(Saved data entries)
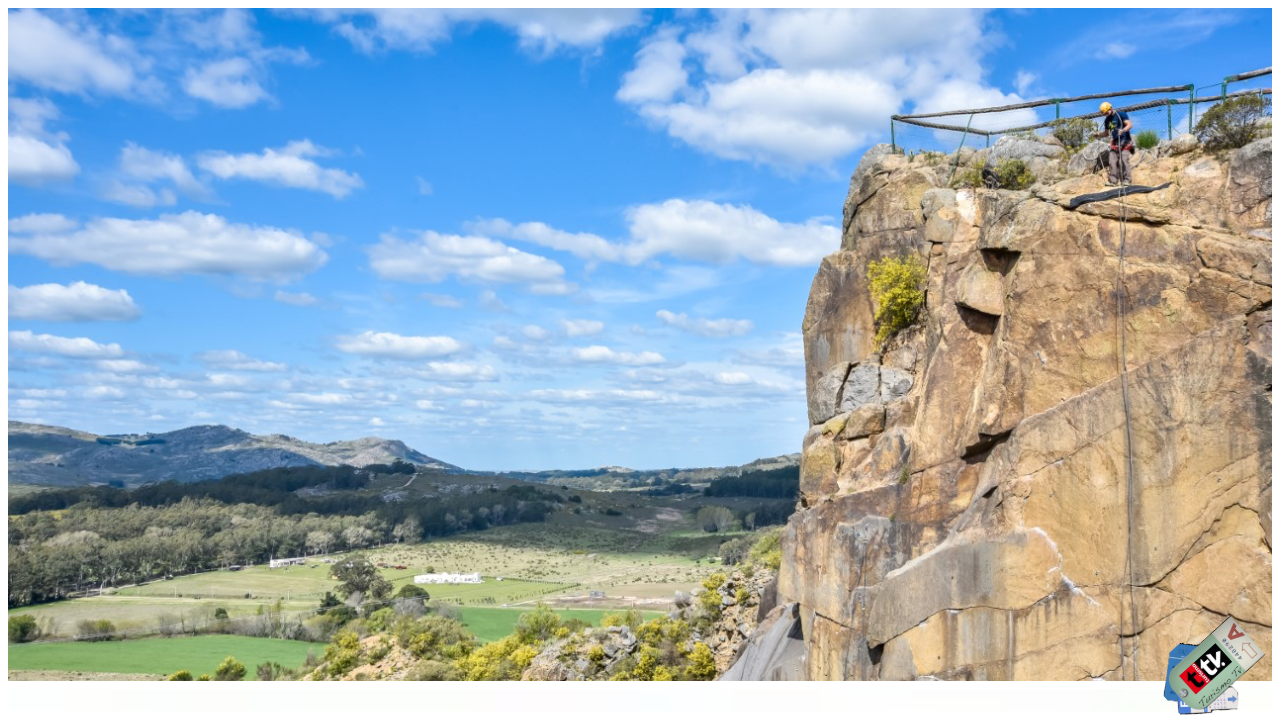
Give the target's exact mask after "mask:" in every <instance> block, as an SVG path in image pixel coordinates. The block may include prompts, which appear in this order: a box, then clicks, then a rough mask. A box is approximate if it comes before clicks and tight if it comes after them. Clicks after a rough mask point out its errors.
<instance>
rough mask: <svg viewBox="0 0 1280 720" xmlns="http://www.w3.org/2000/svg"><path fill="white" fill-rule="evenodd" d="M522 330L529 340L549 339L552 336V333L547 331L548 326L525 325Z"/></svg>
mask: <svg viewBox="0 0 1280 720" xmlns="http://www.w3.org/2000/svg"><path fill="white" fill-rule="evenodd" d="M520 332H521V333H522V334H524V336H525V337H527V338H529V340H535V341H536V340H547V338H549V337H552V333H549V332H547V328H543V327H540V325H525V327H524V328H521V329H520Z"/></svg>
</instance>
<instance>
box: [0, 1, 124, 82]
mask: <svg viewBox="0 0 1280 720" xmlns="http://www.w3.org/2000/svg"><path fill="white" fill-rule="evenodd" d="M128 45H129V44H128V41H127V40H124V38H123V37H119V36H111V35H102V33H101V32H99V31H97V29H96V28H92V27H88V26H86V27H76V26H74V22H70V23H68V24H67V26H63V24H59V23H58V22H56V20H54V19H52V18H50V17H49V15H45V14H42V13H40V12H37V10H18V12H12V13H9V78H10V81H22V82H28V83H31V85H35V86H38V87H42V88H46V90H54V91H59V92H86V91H97V92H104V94H111V95H124V94H127V92H129V91H131V90H132V88H133V85H134V82H136V77H134V73H133V69H132V68H131V67H129V64H128V63H125V61H122V60H120V59H119V55H120V50H122V49H124V47H127V46H128Z"/></svg>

[WORK TO COMPLETE]
Please count the lines of the items above that contain the string "rough", and give only that number.

[EXERCISE RESPONSE]
2